▸ **What is expected**: Every line in the records below between the one holding "Target: navy trousers" and the one holding "Look at the photo above. For each instance of the woman", inclusive, is to be set down exactly; all other lines are to be left out.

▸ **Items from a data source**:

======

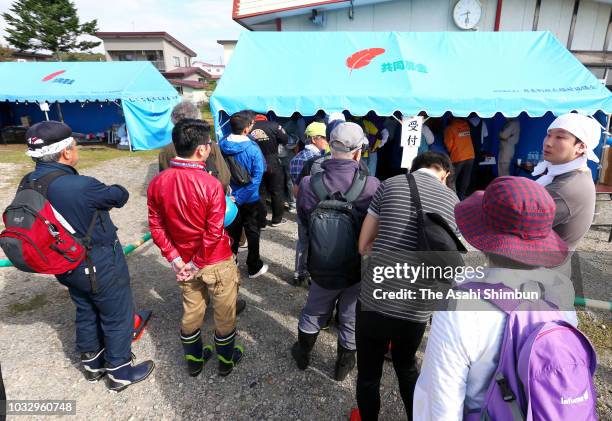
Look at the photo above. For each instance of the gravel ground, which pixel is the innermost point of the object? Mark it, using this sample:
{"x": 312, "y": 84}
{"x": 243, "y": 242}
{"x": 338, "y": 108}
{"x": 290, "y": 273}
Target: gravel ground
{"x": 37, "y": 336}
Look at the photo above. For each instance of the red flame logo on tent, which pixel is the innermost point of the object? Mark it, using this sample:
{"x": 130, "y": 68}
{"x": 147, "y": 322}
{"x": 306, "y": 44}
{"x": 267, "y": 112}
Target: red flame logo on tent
{"x": 363, "y": 58}
{"x": 52, "y": 75}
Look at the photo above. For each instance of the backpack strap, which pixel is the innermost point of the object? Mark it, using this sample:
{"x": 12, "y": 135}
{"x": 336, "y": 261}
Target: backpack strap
{"x": 357, "y": 186}
{"x": 41, "y": 184}
{"x": 415, "y": 199}
{"x": 318, "y": 186}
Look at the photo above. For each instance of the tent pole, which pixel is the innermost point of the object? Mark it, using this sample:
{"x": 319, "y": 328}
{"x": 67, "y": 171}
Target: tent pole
{"x": 59, "y": 112}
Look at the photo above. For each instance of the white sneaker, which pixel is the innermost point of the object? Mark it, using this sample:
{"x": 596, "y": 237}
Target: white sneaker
{"x": 261, "y": 271}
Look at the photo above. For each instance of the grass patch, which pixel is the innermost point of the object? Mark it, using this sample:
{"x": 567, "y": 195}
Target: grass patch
{"x": 33, "y": 303}
{"x": 89, "y": 156}
{"x": 597, "y": 329}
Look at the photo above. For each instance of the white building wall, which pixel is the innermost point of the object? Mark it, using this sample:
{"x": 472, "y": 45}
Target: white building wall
{"x": 195, "y": 96}
{"x": 556, "y": 17}
{"x": 591, "y": 26}
{"x": 171, "y": 51}
{"x": 399, "y": 15}
{"x": 517, "y": 15}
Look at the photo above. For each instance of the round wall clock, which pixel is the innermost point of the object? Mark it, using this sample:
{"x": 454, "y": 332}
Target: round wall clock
{"x": 467, "y": 13}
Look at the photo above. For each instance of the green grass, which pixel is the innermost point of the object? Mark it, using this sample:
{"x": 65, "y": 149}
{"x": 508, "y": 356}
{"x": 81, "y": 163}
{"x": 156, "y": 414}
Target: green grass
{"x": 89, "y": 156}
{"x": 597, "y": 329}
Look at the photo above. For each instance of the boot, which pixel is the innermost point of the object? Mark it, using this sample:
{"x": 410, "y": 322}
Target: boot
{"x": 240, "y": 306}
{"x": 93, "y": 363}
{"x": 229, "y": 354}
{"x": 301, "y": 349}
{"x": 344, "y": 363}
{"x": 126, "y": 374}
{"x": 195, "y": 355}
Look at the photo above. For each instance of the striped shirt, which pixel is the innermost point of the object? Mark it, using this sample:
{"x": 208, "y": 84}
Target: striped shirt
{"x": 397, "y": 238}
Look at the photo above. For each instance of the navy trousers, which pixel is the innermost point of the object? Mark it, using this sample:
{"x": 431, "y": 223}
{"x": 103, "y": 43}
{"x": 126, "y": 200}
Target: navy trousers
{"x": 104, "y": 319}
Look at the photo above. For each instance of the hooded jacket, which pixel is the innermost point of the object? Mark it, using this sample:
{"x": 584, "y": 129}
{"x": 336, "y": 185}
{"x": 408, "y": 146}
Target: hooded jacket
{"x": 246, "y": 153}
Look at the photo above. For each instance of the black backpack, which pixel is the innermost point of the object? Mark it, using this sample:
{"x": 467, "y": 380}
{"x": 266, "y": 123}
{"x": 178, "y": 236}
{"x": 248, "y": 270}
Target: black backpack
{"x": 333, "y": 229}
{"x": 239, "y": 176}
{"x": 437, "y": 242}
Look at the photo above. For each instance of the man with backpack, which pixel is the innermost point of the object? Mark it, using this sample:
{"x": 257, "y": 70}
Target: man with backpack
{"x": 100, "y": 285}
{"x": 247, "y": 166}
{"x": 390, "y": 236}
{"x": 332, "y": 205}
{"x": 509, "y": 358}
{"x": 186, "y": 213}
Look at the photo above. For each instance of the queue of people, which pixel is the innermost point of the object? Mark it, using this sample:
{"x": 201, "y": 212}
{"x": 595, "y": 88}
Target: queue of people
{"x": 344, "y": 214}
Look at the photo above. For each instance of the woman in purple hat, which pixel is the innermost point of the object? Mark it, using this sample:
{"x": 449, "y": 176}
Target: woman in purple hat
{"x": 511, "y": 222}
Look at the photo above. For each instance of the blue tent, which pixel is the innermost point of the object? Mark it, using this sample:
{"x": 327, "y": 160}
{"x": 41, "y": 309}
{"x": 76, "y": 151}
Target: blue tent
{"x": 512, "y": 73}
{"x": 88, "y": 92}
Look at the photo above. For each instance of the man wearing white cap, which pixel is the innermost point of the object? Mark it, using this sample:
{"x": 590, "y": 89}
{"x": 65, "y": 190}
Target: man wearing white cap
{"x": 564, "y": 172}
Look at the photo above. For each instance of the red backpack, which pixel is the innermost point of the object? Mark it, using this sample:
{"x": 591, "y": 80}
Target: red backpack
{"x": 37, "y": 238}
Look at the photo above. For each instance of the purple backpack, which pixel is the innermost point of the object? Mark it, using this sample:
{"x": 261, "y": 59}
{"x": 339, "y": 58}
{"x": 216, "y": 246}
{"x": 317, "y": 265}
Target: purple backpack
{"x": 545, "y": 369}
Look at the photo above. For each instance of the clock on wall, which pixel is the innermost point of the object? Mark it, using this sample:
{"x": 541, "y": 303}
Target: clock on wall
{"x": 467, "y": 13}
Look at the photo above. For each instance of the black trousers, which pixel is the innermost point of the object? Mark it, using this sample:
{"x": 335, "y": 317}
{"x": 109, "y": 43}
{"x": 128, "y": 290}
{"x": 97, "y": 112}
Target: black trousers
{"x": 247, "y": 218}
{"x": 373, "y": 333}
{"x": 463, "y": 175}
{"x": 273, "y": 183}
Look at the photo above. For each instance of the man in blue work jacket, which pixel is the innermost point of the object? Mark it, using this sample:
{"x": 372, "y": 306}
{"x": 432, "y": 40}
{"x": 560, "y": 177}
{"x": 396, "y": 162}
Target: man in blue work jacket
{"x": 244, "y": 152}
{"x": 104, "y": 306}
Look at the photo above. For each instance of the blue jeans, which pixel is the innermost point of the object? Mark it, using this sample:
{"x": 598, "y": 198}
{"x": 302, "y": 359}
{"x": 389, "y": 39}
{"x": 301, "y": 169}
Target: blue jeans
{"x": 104, "y": 319}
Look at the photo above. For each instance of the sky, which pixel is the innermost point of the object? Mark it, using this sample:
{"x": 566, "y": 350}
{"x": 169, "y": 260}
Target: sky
{"x": 196, "y": 23}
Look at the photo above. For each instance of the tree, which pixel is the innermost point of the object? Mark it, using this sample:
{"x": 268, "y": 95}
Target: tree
{"x": 52, "y": 25}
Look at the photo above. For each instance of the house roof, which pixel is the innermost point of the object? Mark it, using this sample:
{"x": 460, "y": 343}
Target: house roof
{"x": 194, "y": 84}
{"x": 164, "y": 35}
{"x": 208, "y": 64}
{"x": 250, "y": 12}
{"x": 182, "y": 72}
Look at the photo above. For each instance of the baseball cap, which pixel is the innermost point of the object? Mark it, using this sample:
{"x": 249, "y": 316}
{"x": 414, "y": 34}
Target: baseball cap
{"x": 315, "y": 129}
{"x": 585, "y": 128}
{"x": 347, "y": 137}
{"x": 48, "y": 137}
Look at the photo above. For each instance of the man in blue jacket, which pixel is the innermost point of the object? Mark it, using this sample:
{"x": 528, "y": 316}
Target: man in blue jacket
{"x": 247, "y": 154}
{"x": 104, "y": 306}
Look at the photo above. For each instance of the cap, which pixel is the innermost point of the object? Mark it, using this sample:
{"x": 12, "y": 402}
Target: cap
{"x": 347, "y": 137}
{"x": 585, "y": 128}
{"x": 48, "y": 137}
{"x": 315, "y": 129}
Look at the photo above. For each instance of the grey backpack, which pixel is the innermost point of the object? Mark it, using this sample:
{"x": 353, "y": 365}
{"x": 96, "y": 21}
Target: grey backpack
{"x": 333, "y": 229}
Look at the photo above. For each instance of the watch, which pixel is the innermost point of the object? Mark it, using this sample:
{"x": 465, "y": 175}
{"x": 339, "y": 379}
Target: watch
{"x": 467, "y": 13}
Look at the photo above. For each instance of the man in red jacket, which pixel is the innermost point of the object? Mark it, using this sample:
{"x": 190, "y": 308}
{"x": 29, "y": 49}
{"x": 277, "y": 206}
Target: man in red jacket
{"x": 186, "y": 213}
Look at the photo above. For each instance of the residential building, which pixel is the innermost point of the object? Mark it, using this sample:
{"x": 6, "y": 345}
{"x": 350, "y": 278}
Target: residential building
{"x": 228, "y": 48}
{"x": 584, "y": 26}
{"x": 191, "y": 82}
{"x": 213, "y": 69}
{"x": 160, "y": 48}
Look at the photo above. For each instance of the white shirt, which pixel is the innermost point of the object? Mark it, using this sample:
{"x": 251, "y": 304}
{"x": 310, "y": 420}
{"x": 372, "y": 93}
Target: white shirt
{"x": 463, "y": 348}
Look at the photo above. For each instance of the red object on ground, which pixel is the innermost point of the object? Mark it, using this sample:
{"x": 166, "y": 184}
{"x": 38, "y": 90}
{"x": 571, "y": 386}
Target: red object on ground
{"x": 140, "y": 321}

======

▸ **Answer for this exercise**:
Target: navy trousers
{"x": 104, "y": 319}
Look at the photo above. For each instance of the hooded jacket, which pixel is the innermost point of the object? Mark it, using this sample:
{"x": 584, "y": 129}
{"x": 336, "y": 185}
{"x": 408, "y": 146}
Target: hooded jacket
{"x": 246, "y": 153}
Look at the photo above. For each instance of the black backpack, which pixel is the innermost point of the object? Mark it, using this sample:
{"x": 467, "y": 380}
{"x": 266, "y": 123}
{"x": 178, "y": 236}
{"x": 248, "y": 270}
Target: black backpack
{"x": 333, "y": 229}
{"x": 239, "y": 176}
{"x": 437, "y": 242}
Look at the photo above. For each instance of the man with backpack, which pixel is the innermost point of the object? Mark it, using this sample:
{"x": 257, "y": 70}
Target: man with backpack
{"x": 100, "y": 285}
{"x": 247, "y": 166}
{"x": 390, "y": 236}
{"x": 332, "y": 205}
{"x": 509, "y": 358}
{"x": 186, "y": 213}
Look at the photo above. For each instance of the queue of people, which pixel is the innermost point of the object? Mark it, using this sample:
{"x": 201, "y": 212}
{"x": 595, "y": 88}
Target: queue of people
{"x": 344, "y": 214}
Look at the photo above. For each instance of the woman in purple hat, which pixel is the innermost point of the object? Mark it, using this sample:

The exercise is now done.